[Supplied records]
====================

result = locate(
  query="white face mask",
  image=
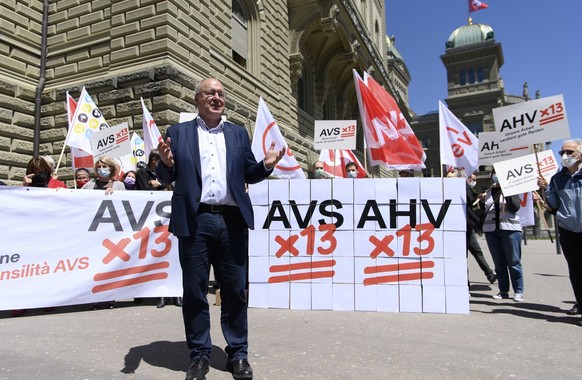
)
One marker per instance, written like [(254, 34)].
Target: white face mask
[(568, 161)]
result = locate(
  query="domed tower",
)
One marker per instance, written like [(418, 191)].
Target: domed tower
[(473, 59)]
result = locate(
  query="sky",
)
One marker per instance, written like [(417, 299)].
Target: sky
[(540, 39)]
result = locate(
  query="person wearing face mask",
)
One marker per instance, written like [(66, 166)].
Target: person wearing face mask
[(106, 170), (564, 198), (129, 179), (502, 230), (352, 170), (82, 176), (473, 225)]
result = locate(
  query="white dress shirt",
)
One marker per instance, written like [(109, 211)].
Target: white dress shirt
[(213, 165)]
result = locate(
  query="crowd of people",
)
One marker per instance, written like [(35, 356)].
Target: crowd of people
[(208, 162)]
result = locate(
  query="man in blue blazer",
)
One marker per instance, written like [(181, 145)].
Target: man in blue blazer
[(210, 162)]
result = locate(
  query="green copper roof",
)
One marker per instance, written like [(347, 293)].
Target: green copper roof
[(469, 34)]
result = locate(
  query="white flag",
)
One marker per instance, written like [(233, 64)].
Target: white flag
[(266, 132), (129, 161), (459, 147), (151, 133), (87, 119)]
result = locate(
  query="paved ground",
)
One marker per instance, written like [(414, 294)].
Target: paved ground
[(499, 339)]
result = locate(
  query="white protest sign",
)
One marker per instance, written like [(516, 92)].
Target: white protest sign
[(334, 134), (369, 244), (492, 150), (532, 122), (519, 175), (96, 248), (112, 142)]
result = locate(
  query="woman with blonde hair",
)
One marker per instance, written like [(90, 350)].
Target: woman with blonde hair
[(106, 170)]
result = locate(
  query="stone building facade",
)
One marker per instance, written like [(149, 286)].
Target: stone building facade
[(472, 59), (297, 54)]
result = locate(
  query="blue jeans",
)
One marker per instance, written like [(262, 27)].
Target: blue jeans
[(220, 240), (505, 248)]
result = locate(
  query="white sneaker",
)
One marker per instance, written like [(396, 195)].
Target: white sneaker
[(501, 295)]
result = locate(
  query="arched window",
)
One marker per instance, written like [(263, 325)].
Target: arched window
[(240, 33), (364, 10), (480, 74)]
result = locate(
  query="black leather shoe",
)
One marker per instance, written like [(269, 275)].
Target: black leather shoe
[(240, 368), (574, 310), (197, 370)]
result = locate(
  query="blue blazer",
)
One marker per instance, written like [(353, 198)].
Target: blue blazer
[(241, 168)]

====================

[Goal of the exercise]
Reproduce exactly, with nothing added, the lines from the one that contains "Target: white flag" to the end of the data.

[Problem solution]
Target: white flag
[(266, 132), (129, 161), (459, 147), (151, 133), (87, 119)]
result = locate(
  query="paved ground",
)
One marker per instance, written like [(414, 294)].
Target: paved ground
[(499, 339)]
result = locate(
  query="white protest sign",
)
One marker per instance, written like [(516, 92)].
Target: white protest sign
[(334, 134), (369, 244), (492, 150), (532, 122), (519, 175), (96, 248), (112, 142)]
result = locate(
  query="woman with blonde hair",
)
One marker per instance, written like [(90, 350)].
Target: woman with blonde hair
[(106, 170)]
result = locate(
  query="stone building facade",
)
One marker per instance, written like [(149, 286)].
Target: stone building facade
[(472, 59), (297, 54)]
result = locate(
  query="blue jeans",
)
One marker per instance, written like [(262, 27)].
Target: blue jeans
[(220, 240), (505, 248)]
result = locate(
  query="white sneaker",
)
One marker per instance, written like [(396, 195)].
Target: white sneaker
[(501, 295)]
result = locate(
  query="arched window",
)
One marker per instance, written like [(263, 325)].
Target: arched window
[(240, 33), (364, 10), (480, 74)]
result = locate(
  query="black leather shoe",
)
One marker per instance, written like [(269, 275)].
Target: black leather shoe
[(240, 368), (574, 310), (197, 370)]
result = locate(
  query="blue blazer",
)
One marker per instance, written like [(353, 198)].
Target: blue blazer
[(241, 168)]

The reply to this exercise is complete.